SOURCE DATA >>
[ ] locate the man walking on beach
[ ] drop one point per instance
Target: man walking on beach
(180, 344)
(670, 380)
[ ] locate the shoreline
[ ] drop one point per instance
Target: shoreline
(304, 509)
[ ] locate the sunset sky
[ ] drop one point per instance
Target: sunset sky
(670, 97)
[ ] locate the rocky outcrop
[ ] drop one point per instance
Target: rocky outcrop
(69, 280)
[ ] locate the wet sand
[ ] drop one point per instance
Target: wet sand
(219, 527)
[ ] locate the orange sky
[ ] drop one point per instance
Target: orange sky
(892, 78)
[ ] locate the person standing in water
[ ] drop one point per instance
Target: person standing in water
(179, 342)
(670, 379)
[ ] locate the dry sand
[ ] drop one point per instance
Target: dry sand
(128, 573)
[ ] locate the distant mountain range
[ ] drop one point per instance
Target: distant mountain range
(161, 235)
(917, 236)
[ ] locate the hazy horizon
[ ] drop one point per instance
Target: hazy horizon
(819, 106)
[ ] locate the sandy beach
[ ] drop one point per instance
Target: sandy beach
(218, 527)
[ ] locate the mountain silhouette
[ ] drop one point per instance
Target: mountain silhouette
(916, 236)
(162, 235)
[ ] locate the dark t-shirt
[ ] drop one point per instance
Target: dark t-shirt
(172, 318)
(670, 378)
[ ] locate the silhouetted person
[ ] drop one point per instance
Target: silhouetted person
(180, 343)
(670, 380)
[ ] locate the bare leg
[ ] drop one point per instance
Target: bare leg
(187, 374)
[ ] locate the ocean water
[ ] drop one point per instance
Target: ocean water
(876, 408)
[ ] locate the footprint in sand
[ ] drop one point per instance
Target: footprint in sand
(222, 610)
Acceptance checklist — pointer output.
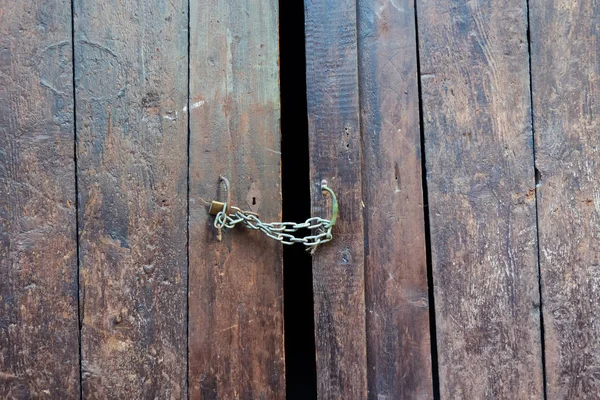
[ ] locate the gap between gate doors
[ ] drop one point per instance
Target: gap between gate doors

EXERCISE DIRECTIONS >>
Could you rewrite all the rows above, changing every "drop" to "place" and leaving everything else as it is? Omit the pictures.

THE REPLY >>
[ ] locate the man walking on beach
[ ] place one point per instance
Target: man walking on beach
(180, 344)
(670, 380)
[ ] locate the shoreline
[ ] place one point per instance
Target: shoreline
(304, 509)
[ ] locate the sunset sky
[ ] place one point per instance
Target: sunset sky
(670, 97)
[ ] locate the rocky outcrop
[ ] place one point per instance
Target: rocky outcrop
(69, 280)
[ ] locate the wet sand
[ ] place one point per instance
Target: wet sand
(219, 527)
[ ] locate the orange sky
[ ] place one point per instance
Target: orange sky
(892, 78)
[ ] locate the person standing in water
[ ] place one point per instance
Target: person standing in water
(179, 342)
(670, 379)
[ ] locate the dry sand
[ ] place one point per instance
Target: dry sand
(128, 573)
[ ] locate the distant mountain range
[ ] place one point per instance
Target: distant mountain range
(161, 235)
(917, 236)
[ ] locate the hazy horizon
[ ] place one point per instance
Target: hazy horizon
(819, 106)
[ ] locate the sandy beach
[ ] place one point per instance
Target: sandy beach
(218, 527)
[ ] locate the mountain silhouette
[ ] place one point per instance
Target: mountain silhouette
(916, 236)
(162, 235)
[ ] locate the dark t-shirt
[ ] place one point per instance
Target: dark t-shirt
(172, 318)
(670, 378)
[ ] locate the silhouetted person
[ ] place one point per instance
Target: silhouetted person
(180, 343)
(670, 380)
[ ] locate the bare leg
[ ] place one point per instance
Target: bare leg
(187, 374)
[ ] locate the ocean water
[ ] place one point per instance
Target: ocean water
(876, 408)
[ ] locate the footprint in sand
[ ] place one point per instance
Target: footprint in sand
(222, 610)
Acceptance checklist — pointer output.
[ ] locate the gap between gate doors
[ ] place one point per instance
Target: gap between gate doors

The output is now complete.